* _Work to do_
A) Which week titles appear in the Lent sermon series text?
B) Carry the Lent sermon series text forward from its last line.

··· Source

Salve-ation: A Lent for Healing and Wholeness

Feeling wounded, parched, or disconnected in this challenging season? This sermon series, which follows the Revised Common Lectionary for Lent Year C, offers a balm for the burned and burned out by drawing close to the grace of experiencing God. While “salve” and “salvation” come from different root words, the English confluence offers us a glimpse into the healing nature of the cross, which was offered for the healing of sins and the reconciliation of all people.


Week 1: “Refuge”
Scripture: Psalm 91:1-16
This psalm of trust offers powerful images of God as our shelter and refuge. In the thought-world of this poem, there is no danger God cannot rescue us from, no where we can go where God is not with us. Most of us are familiar with verses 11 and 12, which Satan quotes to Jesus in the desert to tempt him to test God’s love for him through reckless behavior. Jesus is wise enough to know that the language of this psalm was not meant to encourage us to endanger ourselves, but to give us a safe place from the dangers we are already surrounded by. It may be useful for the preacher to distinguish between escapism, which ignores and dulls pain but does not relieve or heal it, and refuge, which is a place where we can gather strength to re-engage the challenges of the world.

Spiritual Practice: Ask your congregation to close their eyes and imagine a refuge. What does it look like? Who is there? What do they feel while they are there? How can they find or create such places of refuge now?

Week 2: “Intimacy”
Scripture: Psalm 27
This psalm of longing acknowledges that, even if our faith is already sure and strong, we can always journey closer to God. It is easy to let our relationship with God, just like our relationship with others, fall by the wayside when we are stressed and busy. In such times,
“seeking God’s face” can feel like one more task on an endless to-do list, yet the psalmist reassures us that drawing close to God is how we find safety and rest. There are no deadlines or productivity markers on this journey–simply joy, melody, and strength.

Spiritual Practice: Ask your congregation to journal each day marking where they have sought or seen God’s face. The following week, ask a few people to share what they have found, and how the practice has affected their spiritual life.

Week 3: “Joy”

······
··· Dataset content

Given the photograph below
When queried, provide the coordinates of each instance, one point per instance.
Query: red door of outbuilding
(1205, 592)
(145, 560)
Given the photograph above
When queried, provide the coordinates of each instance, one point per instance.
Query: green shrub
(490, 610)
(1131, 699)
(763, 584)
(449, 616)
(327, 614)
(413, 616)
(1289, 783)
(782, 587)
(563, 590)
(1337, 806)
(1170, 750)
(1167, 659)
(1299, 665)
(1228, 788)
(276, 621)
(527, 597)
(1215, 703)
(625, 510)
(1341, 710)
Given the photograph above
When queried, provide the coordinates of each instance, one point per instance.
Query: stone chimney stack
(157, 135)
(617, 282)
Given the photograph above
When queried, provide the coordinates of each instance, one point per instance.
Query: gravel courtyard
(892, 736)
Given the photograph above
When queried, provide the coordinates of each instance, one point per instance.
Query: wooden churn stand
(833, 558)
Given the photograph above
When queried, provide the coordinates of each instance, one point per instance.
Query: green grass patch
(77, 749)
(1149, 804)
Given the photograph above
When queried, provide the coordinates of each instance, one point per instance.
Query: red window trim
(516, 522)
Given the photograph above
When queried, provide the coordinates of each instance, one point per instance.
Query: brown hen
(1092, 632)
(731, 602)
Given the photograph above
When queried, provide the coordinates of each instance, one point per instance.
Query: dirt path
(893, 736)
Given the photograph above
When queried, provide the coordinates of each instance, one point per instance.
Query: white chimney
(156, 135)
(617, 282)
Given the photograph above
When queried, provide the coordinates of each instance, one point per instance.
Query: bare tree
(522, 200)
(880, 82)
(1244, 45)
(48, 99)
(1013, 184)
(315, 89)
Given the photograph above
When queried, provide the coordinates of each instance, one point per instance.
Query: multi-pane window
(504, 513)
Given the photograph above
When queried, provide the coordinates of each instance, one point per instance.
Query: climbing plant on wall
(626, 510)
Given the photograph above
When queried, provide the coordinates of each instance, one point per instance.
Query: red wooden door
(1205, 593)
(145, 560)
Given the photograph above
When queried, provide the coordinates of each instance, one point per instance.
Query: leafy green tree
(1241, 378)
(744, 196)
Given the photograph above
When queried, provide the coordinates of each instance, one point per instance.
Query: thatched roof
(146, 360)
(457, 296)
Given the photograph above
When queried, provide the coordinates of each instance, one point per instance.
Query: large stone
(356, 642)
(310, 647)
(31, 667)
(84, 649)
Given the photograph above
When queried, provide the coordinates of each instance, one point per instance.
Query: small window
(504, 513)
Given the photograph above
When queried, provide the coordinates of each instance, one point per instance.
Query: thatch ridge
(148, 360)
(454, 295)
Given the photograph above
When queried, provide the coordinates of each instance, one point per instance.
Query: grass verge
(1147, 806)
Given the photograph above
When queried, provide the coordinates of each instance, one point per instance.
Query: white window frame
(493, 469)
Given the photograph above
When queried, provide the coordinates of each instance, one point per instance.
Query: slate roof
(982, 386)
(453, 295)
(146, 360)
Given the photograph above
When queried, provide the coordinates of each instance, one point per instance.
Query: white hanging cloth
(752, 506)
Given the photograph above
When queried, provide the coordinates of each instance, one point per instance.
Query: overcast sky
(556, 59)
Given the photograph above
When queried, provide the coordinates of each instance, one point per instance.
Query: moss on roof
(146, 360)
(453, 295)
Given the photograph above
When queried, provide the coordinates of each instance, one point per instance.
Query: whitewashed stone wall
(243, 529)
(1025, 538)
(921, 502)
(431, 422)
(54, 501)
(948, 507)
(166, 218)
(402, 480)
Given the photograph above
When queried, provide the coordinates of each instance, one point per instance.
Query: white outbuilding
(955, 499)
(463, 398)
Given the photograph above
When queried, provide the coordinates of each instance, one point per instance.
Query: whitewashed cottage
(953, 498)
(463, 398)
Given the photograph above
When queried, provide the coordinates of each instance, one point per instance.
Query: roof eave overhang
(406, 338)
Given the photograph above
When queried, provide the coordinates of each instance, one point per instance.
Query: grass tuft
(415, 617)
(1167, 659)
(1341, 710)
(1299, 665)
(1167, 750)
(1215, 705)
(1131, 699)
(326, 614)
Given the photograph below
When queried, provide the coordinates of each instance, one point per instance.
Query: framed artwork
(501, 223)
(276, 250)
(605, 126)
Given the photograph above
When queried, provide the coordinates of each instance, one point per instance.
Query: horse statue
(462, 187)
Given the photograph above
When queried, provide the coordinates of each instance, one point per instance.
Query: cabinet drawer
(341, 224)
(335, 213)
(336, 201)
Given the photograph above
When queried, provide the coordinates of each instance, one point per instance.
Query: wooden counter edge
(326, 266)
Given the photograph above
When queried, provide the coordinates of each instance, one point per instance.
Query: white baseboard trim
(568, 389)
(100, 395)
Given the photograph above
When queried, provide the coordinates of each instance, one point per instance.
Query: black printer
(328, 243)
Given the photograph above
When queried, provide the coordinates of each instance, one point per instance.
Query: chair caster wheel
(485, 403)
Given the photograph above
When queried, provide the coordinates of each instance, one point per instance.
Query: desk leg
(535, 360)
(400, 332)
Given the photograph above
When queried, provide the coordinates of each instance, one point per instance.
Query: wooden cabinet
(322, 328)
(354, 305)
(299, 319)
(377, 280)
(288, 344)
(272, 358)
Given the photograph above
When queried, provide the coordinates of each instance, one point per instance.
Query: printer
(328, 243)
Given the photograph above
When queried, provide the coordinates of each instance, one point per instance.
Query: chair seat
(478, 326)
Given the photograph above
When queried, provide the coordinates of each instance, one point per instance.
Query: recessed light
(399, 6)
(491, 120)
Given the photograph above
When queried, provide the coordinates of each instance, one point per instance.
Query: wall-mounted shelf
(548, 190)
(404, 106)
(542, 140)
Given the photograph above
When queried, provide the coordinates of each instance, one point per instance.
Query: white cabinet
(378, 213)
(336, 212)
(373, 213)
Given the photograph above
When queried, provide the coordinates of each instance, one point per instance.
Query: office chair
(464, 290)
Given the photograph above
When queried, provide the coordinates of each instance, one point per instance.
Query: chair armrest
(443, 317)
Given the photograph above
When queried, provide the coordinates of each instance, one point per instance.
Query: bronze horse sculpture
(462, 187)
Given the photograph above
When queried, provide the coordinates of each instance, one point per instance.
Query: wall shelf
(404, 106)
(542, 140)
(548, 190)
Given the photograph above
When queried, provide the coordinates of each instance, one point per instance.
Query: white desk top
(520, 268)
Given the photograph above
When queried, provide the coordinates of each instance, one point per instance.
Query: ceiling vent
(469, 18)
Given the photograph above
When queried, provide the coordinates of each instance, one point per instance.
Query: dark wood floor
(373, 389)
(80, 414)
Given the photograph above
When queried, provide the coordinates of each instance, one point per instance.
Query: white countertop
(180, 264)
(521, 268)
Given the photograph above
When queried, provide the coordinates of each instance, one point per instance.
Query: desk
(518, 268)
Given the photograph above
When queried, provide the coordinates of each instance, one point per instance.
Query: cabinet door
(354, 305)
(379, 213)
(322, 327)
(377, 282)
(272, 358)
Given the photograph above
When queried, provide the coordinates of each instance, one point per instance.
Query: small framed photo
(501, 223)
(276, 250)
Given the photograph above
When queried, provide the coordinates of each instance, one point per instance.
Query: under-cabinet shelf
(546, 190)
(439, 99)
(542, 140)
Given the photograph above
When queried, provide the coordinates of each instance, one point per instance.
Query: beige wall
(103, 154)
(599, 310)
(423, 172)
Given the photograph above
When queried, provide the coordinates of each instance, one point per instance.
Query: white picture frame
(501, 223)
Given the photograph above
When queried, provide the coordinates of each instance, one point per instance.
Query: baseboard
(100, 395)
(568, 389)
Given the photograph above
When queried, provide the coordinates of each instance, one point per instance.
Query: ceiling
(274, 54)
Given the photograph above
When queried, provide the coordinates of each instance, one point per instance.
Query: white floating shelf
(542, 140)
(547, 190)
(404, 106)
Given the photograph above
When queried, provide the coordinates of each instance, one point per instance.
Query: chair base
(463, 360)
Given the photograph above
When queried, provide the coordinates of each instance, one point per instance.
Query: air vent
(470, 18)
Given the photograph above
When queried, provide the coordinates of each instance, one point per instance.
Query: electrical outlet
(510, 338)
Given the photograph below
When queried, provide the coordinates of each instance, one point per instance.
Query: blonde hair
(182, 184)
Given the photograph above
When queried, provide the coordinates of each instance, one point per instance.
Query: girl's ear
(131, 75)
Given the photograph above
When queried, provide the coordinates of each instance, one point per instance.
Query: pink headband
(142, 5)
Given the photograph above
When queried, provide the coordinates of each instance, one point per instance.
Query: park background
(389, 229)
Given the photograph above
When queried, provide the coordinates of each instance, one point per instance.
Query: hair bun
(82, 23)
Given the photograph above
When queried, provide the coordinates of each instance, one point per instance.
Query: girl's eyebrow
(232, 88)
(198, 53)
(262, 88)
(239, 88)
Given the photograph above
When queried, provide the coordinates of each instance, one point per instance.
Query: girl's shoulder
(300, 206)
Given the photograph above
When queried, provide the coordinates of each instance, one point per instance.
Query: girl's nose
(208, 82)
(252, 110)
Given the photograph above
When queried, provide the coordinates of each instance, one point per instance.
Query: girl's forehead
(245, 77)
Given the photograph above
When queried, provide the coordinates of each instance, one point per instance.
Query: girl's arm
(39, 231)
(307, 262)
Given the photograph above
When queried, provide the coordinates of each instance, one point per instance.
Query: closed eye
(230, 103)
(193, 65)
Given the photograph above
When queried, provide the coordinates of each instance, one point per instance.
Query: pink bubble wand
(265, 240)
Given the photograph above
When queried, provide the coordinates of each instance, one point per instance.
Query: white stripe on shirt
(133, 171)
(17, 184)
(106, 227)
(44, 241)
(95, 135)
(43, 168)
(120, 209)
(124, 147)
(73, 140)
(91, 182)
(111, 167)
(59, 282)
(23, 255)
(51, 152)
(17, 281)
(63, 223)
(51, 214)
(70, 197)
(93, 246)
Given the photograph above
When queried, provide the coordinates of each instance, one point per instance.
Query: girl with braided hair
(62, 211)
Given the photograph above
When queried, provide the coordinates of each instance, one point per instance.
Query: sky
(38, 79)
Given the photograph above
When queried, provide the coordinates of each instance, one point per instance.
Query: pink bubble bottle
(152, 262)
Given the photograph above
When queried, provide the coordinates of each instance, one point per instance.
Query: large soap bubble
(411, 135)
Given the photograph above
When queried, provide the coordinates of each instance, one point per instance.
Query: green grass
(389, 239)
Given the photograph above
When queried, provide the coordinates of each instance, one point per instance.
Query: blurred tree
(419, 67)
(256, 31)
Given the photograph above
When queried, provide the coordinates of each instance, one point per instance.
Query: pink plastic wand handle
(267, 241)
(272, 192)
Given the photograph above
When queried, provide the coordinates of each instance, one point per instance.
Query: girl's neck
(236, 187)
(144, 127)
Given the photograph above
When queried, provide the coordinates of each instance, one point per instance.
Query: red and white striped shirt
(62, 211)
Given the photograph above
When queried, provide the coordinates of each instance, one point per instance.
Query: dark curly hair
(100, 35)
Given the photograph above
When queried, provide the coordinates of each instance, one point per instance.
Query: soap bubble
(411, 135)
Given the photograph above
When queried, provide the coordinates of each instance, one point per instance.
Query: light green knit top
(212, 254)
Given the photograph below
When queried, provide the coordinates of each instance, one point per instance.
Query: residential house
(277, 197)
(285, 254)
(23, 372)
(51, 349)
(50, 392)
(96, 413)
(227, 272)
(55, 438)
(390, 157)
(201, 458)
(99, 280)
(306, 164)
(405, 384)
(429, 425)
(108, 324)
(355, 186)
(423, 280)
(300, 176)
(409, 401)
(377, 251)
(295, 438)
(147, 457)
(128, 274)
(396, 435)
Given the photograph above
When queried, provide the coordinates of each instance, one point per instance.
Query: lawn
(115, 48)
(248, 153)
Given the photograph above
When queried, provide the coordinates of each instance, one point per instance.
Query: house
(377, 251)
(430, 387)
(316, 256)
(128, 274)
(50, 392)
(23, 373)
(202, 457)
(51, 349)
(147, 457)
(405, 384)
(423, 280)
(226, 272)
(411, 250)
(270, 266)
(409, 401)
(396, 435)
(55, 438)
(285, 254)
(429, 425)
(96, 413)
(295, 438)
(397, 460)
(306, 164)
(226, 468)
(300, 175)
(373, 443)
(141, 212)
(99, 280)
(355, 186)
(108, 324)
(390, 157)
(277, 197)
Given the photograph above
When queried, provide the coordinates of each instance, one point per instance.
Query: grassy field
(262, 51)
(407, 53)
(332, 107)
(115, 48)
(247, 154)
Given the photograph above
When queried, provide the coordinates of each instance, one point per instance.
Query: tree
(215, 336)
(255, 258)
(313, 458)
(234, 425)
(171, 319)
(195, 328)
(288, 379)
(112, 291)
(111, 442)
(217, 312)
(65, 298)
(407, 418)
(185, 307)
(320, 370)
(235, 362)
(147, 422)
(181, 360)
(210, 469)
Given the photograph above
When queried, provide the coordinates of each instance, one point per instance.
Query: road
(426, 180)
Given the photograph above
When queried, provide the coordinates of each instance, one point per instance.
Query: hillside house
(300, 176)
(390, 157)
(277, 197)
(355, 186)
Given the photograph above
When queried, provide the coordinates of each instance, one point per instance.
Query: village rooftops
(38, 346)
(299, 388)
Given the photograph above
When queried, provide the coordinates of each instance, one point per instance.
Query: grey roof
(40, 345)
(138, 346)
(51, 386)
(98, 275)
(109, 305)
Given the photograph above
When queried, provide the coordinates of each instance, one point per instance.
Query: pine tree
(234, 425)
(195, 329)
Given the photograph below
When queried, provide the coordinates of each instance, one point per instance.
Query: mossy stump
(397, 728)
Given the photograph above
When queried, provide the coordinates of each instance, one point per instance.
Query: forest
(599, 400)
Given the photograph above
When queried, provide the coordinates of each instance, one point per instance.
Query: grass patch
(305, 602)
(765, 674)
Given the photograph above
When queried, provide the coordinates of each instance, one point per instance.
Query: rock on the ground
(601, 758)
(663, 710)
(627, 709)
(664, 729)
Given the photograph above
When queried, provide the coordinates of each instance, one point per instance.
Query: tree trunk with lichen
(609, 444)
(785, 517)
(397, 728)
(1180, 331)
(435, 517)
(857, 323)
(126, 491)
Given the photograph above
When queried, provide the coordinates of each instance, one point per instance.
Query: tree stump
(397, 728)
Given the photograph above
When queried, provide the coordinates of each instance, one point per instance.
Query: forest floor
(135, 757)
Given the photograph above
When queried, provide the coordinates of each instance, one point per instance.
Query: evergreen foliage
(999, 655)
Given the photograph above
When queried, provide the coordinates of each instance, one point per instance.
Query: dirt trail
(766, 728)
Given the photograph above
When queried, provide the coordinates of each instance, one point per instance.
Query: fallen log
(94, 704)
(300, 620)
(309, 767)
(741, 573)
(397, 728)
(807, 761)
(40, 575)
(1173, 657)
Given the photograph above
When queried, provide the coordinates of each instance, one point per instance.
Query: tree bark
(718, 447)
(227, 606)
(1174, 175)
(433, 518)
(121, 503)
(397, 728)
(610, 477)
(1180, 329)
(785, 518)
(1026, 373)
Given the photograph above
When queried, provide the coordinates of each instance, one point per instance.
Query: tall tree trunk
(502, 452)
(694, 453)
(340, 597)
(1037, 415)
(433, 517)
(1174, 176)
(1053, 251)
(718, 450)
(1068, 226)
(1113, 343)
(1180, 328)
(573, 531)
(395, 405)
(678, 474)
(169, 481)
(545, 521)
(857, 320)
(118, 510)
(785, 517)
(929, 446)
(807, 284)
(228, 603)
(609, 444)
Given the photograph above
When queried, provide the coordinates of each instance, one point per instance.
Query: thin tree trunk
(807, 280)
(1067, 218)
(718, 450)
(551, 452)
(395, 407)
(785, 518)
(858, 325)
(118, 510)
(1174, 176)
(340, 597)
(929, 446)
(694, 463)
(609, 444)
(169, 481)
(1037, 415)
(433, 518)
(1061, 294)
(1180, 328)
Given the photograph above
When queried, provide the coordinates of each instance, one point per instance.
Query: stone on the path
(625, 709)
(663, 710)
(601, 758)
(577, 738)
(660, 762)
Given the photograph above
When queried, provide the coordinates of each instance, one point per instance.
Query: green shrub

······

* _Final results_
A) Refuge, Intimacy, Joy

B)
Scripture: Psalm 63:1-8
This psalm speaks directly to that parched feeling so many of us experience when we are asked to do too much with too little. In contrast to our overwhelm, God offers steadfast love and quiet shadow to rest in. God is a “joyful feast” for the soul. It is easy, however, to get caught up in serving others (especially in the church) and forget to ever sit down and feast ourselves. What would it take for us to tap into God’s joy again?

Spiritual practice: Lent often encourages us toward fasting and deprivation, but God is the joyful feast for a soul. Encourage your congregants to attempt a mindful eating exercise, where each bite is gratefully considered and savored. If food is a trigger, you might also consider other mindful exercises, like a body scan or sabbath evening.

Week 4: “Reconciliation”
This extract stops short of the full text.